• **Problem to solve**: Output the line that contains "# identify a", then every line beneath it through the end of the records, exactly as given and with no other lines.
[Start of Attachment]
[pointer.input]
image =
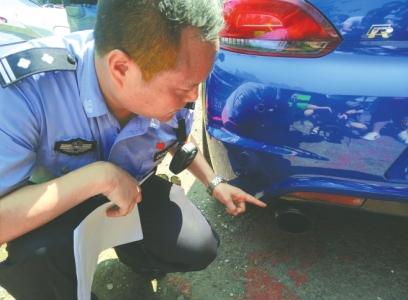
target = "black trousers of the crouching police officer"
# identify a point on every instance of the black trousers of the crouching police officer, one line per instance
(177, 238)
[End of Attachment]
• **Task output**:
# identify a point on every instance of the black trousers of the crouching police officer, one line per instance
(177, 238)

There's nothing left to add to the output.